• _EXERCISE GOAL_: No line before the one containing "plantation in the photo above." is to be output; retype exactly that line and all lines that follow it to the end of the records.

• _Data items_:
........

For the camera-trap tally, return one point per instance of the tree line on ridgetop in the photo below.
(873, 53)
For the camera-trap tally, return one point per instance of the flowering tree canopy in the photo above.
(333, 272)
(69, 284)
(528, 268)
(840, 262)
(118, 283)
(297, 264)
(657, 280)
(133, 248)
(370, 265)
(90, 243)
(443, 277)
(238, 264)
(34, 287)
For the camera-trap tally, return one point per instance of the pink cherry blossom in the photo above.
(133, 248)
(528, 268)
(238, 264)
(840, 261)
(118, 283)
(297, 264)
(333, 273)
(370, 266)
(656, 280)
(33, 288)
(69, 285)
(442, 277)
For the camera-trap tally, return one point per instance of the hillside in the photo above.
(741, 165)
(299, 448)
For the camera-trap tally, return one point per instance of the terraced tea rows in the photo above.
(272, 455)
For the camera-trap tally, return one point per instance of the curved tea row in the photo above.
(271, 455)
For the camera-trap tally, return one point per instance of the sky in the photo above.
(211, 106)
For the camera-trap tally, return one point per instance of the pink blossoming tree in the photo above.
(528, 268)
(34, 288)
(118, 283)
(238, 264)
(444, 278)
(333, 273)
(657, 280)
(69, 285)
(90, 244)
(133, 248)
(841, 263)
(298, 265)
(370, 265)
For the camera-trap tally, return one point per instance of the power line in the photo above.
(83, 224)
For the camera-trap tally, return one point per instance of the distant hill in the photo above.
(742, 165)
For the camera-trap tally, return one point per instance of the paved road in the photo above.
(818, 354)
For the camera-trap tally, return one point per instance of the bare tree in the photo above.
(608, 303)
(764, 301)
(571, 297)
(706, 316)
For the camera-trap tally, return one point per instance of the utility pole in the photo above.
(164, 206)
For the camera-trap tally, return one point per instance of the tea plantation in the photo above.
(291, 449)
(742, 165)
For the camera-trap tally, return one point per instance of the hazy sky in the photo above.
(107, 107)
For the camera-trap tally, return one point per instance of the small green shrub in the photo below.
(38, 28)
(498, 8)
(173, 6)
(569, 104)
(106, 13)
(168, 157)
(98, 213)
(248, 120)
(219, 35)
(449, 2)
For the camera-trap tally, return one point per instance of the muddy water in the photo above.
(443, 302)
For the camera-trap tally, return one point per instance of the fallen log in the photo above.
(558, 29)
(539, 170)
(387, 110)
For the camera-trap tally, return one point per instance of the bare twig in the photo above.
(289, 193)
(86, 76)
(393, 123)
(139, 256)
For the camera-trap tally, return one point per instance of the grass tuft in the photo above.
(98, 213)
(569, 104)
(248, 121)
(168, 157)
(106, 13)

........

• _ANSWER SECTION_:
For the camera-trap tally, return one point per instance of the tea plantation in the photo above.
(291, 449)
(742, 165)
For the camera-trap tally, return one point per instance of the hazy sky in the photo above.
(107, 107)
For the camera-trap tally, return one point per instance of the small green shrub in the photo below.
(38, 28)
(498, 8)
(173, 6)
(569, 104)
(106, 13)
(168, 157)
(98, 213)
(248, 120)
(219, 35)
(449, 2)
For the camera-trap tally, return one point per instance of the muddy water in the photo above.
(443, 302)
For the camera-trap tally, return one point per instance of the fallen log in the photo above.
(558, 29)
(539, 170)
(387, 110)
For the camera-trap tally, return one point per instance of the bare twig in the photo above.
(289, 193)
(86, 76)
(393, 123)
(139, 256)
For the camera-trap tally, return one point per instance of the grass tuft in the photo above.
(98, 213)
(569, 104)
(248, 121)
(168, 157)
(106, 13)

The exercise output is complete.